START Exercise material
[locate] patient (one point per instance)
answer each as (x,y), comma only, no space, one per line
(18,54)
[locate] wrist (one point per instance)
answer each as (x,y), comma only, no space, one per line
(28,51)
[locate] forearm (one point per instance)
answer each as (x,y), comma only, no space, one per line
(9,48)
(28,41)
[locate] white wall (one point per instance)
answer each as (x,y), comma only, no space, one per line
END Exercise material
**Action item**
The expected output is the run of lines from the one that includes "[locate] forearm (one point per instance)" through the end of the listing above, exactly as they stand.

**Final answer**
[locate] forearm (one point per instance)
answer each as (x,y), comma only, no space, one per line
(9,48)
(28,41)
[locate] white wall (one point per instance)
answer each as (x,y), comma only, no space, one per line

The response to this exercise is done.